[Work to complete] Pull out each line of the records below that contains the word "railing", and copy those lines in full.

### Listed records

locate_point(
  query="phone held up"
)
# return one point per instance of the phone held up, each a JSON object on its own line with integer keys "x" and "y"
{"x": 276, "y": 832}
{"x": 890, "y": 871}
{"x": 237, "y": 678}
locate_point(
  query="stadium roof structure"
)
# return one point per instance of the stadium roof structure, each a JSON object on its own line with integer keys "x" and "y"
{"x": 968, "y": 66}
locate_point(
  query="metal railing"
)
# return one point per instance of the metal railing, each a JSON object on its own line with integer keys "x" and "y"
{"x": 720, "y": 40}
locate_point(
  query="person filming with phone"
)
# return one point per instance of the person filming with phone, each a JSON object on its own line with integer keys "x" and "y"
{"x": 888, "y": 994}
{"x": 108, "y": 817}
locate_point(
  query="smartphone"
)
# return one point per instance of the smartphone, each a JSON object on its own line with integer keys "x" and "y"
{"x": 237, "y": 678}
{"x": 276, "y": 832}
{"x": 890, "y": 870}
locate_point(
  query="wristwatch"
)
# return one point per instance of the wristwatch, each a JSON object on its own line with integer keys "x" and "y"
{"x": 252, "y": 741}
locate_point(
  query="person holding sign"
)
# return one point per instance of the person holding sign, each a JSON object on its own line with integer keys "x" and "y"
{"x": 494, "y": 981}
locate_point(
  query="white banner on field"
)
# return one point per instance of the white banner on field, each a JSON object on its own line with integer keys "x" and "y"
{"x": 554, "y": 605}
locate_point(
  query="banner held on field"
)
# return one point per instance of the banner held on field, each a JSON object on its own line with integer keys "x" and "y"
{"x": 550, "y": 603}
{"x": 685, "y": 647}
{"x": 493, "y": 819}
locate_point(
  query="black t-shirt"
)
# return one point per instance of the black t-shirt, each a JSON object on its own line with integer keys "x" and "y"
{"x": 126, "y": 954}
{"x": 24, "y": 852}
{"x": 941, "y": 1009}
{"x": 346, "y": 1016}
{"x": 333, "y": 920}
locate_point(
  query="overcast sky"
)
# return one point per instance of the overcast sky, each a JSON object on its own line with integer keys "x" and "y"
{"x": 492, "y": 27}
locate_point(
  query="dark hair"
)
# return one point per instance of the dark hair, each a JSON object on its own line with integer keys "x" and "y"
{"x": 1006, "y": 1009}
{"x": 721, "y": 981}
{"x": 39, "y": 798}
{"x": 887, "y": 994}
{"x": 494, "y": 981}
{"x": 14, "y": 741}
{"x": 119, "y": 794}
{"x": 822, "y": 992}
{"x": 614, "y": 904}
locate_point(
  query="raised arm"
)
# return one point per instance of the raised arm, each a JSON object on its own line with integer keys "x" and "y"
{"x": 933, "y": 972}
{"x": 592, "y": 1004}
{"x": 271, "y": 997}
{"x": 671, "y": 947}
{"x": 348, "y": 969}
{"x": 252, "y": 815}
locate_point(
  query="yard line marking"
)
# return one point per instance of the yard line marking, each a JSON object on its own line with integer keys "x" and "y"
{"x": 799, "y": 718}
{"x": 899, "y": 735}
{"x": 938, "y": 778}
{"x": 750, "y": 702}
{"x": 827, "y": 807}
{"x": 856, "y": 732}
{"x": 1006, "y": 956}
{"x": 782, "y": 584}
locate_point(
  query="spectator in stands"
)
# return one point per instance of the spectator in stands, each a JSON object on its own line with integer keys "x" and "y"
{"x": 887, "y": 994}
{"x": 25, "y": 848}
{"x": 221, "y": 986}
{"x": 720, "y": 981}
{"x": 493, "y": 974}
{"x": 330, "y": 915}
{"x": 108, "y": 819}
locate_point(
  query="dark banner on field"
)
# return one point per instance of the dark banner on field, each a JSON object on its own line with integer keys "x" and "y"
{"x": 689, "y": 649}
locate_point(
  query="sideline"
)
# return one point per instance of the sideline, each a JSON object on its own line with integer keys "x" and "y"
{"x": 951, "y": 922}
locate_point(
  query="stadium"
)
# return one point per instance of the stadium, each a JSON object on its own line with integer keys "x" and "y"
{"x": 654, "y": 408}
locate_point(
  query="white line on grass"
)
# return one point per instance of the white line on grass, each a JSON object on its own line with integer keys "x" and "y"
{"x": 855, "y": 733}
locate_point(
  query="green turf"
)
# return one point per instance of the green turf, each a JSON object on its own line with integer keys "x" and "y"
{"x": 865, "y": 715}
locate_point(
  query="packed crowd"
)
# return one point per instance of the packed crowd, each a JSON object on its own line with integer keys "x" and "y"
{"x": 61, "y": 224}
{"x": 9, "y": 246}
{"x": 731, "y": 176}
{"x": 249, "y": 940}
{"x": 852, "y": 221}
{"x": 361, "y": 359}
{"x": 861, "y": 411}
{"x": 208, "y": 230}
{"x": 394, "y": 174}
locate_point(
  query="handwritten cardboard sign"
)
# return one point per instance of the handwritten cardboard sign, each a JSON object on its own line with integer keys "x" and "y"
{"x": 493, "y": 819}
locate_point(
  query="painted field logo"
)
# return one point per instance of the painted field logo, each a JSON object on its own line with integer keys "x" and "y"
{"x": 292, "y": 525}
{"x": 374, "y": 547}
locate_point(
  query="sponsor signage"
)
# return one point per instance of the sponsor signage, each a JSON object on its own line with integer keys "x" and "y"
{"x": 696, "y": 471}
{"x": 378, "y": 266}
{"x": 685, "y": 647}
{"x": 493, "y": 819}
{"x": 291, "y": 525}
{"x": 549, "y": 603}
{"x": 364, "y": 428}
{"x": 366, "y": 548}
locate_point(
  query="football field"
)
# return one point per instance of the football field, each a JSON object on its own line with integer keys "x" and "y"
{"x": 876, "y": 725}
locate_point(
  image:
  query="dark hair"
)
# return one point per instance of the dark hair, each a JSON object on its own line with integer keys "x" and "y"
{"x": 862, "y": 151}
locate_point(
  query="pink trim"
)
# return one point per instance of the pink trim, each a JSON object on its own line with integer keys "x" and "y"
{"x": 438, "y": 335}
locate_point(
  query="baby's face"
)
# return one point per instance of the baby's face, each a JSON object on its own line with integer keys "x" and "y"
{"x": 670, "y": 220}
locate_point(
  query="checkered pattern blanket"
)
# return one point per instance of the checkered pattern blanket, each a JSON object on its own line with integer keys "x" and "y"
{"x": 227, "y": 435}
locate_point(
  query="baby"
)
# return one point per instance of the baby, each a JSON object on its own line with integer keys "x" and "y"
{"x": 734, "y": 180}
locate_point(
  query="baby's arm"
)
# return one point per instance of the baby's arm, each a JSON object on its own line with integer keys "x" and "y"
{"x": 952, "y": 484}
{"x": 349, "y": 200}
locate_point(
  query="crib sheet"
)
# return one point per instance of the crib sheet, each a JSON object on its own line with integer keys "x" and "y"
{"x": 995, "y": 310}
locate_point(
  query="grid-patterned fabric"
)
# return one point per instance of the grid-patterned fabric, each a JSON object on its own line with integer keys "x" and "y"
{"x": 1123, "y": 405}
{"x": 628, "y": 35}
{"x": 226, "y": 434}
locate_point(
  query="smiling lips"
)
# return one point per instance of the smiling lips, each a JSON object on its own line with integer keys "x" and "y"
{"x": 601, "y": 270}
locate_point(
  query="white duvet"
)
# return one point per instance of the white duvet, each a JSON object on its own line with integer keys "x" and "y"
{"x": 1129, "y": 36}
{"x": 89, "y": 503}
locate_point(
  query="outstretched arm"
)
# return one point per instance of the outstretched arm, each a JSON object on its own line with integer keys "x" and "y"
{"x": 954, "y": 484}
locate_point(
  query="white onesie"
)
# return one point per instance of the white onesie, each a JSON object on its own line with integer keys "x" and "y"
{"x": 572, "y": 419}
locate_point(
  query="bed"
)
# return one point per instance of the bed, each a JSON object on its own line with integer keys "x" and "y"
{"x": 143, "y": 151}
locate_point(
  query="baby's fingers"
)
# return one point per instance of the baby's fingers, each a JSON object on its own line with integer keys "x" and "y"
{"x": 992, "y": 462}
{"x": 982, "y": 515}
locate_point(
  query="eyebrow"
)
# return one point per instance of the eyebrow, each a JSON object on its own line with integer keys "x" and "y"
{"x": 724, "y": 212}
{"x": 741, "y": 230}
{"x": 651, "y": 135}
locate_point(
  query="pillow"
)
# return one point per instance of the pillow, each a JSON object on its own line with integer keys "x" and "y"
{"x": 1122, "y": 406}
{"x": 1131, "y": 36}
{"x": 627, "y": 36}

######

[Task response]
  query="metal railing"
# return one point per instance of the metal railing, each a JSON object on its own line with integer keys "x" and "y"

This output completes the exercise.